Region labeling entries
------

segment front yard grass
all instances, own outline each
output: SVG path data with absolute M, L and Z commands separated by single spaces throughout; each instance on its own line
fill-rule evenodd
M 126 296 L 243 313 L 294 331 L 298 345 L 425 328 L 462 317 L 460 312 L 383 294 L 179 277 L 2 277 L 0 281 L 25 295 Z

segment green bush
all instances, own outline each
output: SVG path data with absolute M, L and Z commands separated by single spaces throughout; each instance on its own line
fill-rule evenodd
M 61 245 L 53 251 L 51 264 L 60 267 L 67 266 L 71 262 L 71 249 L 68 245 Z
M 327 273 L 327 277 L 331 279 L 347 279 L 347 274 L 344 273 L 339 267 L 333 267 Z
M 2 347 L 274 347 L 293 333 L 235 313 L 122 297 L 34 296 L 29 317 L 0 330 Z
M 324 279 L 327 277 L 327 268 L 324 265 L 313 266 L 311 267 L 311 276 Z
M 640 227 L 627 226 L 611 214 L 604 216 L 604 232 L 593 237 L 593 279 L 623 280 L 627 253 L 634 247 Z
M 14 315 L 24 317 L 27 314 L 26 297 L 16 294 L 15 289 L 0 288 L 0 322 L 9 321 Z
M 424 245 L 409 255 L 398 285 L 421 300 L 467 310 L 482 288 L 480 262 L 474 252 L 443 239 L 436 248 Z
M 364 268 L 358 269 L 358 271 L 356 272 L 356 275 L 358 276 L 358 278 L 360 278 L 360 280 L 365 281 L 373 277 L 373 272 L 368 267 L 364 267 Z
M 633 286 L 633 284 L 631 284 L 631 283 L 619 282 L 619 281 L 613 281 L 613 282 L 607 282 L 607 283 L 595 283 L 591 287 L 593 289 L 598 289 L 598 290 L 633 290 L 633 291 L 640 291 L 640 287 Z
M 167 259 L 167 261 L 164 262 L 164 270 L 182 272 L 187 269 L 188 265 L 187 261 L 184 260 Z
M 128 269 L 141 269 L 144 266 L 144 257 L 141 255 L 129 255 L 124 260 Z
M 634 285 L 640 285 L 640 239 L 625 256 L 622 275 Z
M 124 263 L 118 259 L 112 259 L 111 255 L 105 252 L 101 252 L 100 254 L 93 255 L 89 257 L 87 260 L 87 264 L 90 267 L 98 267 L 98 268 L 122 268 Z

------

TASK BRIEF — Output every one of the items above again, reproducing each line without any change.

SOLUTION TO THE EXERCISE —
segment front yard grass
all instances, own outline each
output: SVG path data with absolute M, L and Z commands separated by single spaces throughout; each instance on its own line
fill-rule evenodd
M 126 296 L 243 313 L 294 331 L 298 345 L 425 328 L 462 317 L 460 312 L 383 294 L 179 277 L 2 277 L 0 281 L 25 295 Z

segment green bush
all instances, own outline each
output: SVG path data with absolute M, L and Z commands separated by single spaces throughout; each instance on its own line
fill-rule evenodd
M 61 245 L 53 251 L 51 264 L 60 267 L 67 266 L 71 262 L 71 249 L 68 245 Z
M 327 273 L 327 277 L 331 279 L 347 279 L 347 274 L 344 273 L 339 267 L 333 267 Z
M 2 347 L 274 347 L 293 333 L 235 313 L 122 297 L 34 296 L 29 317 L 0 330 Z
M 324 279 L 327 277 L 327 268 L 324 265 L 313 266 L 311 267 L 311 276 Z
M 640 227 L 627 226 L 611 214 L 604 216 L 604 232 L 593 237 L 593 279 L 623 280 L 627 253 L 634 247 Z
M 14 315 L 24 317 L 27 314 L 26 297 L 16 294 L 15 289 L 0 288 L 0 322 L 9 321 Z
M 424 245 L 409 255 L 398 285 L 421 300 L 467 310 L 482 288 L 480 262 L 474 252 L 443 239 L 436 248 Z
M 364 268 L 358 269 L 358 271 L 356 272 L 356 275 L 358 276 L 358 278 L 360 278 L 360 280 L 365 281 L 373 277 L 373 272 L 368 267 L 364 267 Z
M 633 286 L 633 284 L 631 284 L 631 283 L 619 282 L 619 281 L 613 281 L 613 282 L 607 282 L 607 283 L 595 283 L 591 287 L 593 289 L 598 289 L 598 290 L 633 290 L 633 291 L 640 291 L 640 287 Z
M 167 259 L 167 261 L 164 262 L 164 270 L 182 272 L 187 269 L 188 265 L 187 261 L 184 260 Z
M 128 269 L 141 269 L 144 266 L 144 257 L 141 255 L 129 255 L 124 260 Z
M 634 285 L 640 285 L 640 239 L 625 256 L 622 275 Z
M 124 263 L 118 259 L 112 259 L 111 255 L 105 252 L 101 252 L 100 254 L 93 255 L 89 257 L 87 260 L 87 264 L 90 267 L 98 267 L 98 268 L 122 268 Z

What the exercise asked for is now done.